Rows from an object pointing dataset:
* START *
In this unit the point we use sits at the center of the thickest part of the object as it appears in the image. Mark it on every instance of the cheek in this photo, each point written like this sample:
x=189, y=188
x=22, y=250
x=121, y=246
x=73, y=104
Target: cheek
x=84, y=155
* END *
Written problem: Print every one of the records above again, line for line, with nothing changed.

Response to this task:
In this unit the point we use sits at the center of the thickest part of the object as it appears in the image. Mark it on every instance of the cheek in this photo, each point written like this sample:
x=189, y=188
x=22, y=250
x=121, y=246
x=73, y=104
Target: cheek
x=84, y=155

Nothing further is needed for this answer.